### TO BE DONE
Render every line of the listing below as a Markdown table with two columns, Num for the row number and Content for the line itself, skipping any blank lines.

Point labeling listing
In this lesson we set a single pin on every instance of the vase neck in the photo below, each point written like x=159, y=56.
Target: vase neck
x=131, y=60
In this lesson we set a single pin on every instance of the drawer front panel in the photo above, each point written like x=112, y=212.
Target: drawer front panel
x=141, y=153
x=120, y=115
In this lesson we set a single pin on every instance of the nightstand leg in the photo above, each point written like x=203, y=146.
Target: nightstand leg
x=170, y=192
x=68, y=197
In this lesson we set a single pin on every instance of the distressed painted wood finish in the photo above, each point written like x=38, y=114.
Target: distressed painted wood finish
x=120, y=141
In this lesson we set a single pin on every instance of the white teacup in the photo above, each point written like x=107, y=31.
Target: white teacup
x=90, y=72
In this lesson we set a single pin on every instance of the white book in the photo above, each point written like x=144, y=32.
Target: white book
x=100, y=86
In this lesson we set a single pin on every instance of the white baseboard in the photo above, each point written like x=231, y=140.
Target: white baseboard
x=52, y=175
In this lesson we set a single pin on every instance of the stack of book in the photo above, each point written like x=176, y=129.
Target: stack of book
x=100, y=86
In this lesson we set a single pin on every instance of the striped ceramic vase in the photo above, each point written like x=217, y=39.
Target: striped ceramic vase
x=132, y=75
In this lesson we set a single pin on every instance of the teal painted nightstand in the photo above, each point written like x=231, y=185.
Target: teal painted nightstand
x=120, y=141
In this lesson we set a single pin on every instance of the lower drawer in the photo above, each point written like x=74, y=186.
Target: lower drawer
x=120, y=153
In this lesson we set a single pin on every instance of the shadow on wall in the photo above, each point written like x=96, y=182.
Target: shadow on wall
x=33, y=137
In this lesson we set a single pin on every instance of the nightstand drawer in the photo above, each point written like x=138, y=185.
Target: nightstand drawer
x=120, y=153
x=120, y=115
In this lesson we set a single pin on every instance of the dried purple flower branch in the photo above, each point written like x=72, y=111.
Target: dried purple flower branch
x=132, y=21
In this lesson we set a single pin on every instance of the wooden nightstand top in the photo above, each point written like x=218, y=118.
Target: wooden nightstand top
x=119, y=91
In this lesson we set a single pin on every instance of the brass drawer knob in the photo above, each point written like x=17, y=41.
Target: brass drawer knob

### COMPLETE RESPONSE
| Num | Content |
|---|---|
| 1 | In this lesson we set a single pin on every instance of the vase neck in the photo below, each point written like x=159, y=56. |
| 2 | Target: vase neck |
| 3 | x=131, y=60 |
| 4 | In this lesson we set a single pin on every instance of the drawer front panel in the photo above, each point written like x=112, y=212. |
| 5 | Target: drawer front panel |
| 6 | x=141, y=153 |
| 7 | x=120, y=115 |
| 8 | In this lesson we set a single pin on every instance of the nightstand leg in the photo above, each point written like x=203, y=146. |
| 9 | Target: nightstand leg |
| 10 | x=170, y=192 |
| 11 | x=68, y=197 |
| 12 | In this lesson we set a single pin on every instance of the distressed painted wood finish in the photo above, each point written like x=38, y=114. |
| 13 | Target: distressed painted wood finish |
| 14 | x=120, y=141 |
| 15 | In this lesson we set a single pin on every instance of the white teacup in the photo above, each point written like x=107, y=31. |
| 16 | Target: white teacup |
| 17 | x=90, y=72 |
| 18 | In this lesson we set a single pin on every instance of the white book in the photo above, each point written like x=144, y=32. |
| 19 | Target: white book |
| 20 | x=100, y=86 |
| 21 | In this lesson we set a single pin on every instance of the white baseboard in the photo above, each point written like x=231, y=140. |
| 22 | Target: white baseboard |
| 23 | x=52, y=175 |
| 24 | In this lesson we set a single pin on every instance of the stack of book in the photo above, each point written like x=176, y=129. |
| 25 | Target: stack of book |
| 26 | x=100, y=86 |
| 27 | In this lesson we set a single pin on every instance of the striped ceramic vase in the photo above, each point written like x=217, y=39. |
| 28 | Target: striped ceramic vase |
| 29 | x=132, y=75 |
| 30 | In this lesson we set a single pin on every instance of the teal painted nightstand in the photo above, each point written like x=231, y=185. |
| 31 | Target: teal painted nightstand |
| 32 | x=120, y=141 |
| 33 | In this lesson we set a single pin on every instance of the lower drawer in the photo above, each point written like x=74, y=186. |
| 34 | Target: lower drawer |
| 35 | x=120, y=153 |
| 36 | In this lesson we set a single pin on every instance of the shadow on wall in the photo above, each point written like x=96, y=182. |
| 37 | Target: shadow on wall |
| 38 | x=33, y=137 |
| 39 | In this lesson we set a single pin on every instance of the nightstand drawer in the photo above, each point written like x=138, y=185. |
| 40 | Target: nightstand drawer |
| 41 | x=120, y=153 |
| 42 | x=120, y=115 |
| 43 | In this lesson we set a single pin on every instance of the dried purple flower branch in the photo above, each point written like x=72, y=111. |
| 44 | Target: dried purple flower branch |
| 45 | x=132, y=21 |
| 46 | In this lesson we set a single pin on every instance of the wooden nightstand top in the photo above, each point written like x=218, y=118. |
| 47 | Target: wooden nightstand top |
| 48 | x=119, y=91 |
| 49 | In this lesson we set a single pin on every instance of the brass drawer knob in the photo above, each point written like x=17, y=41. |
| 50 | Target: brass drawer knob |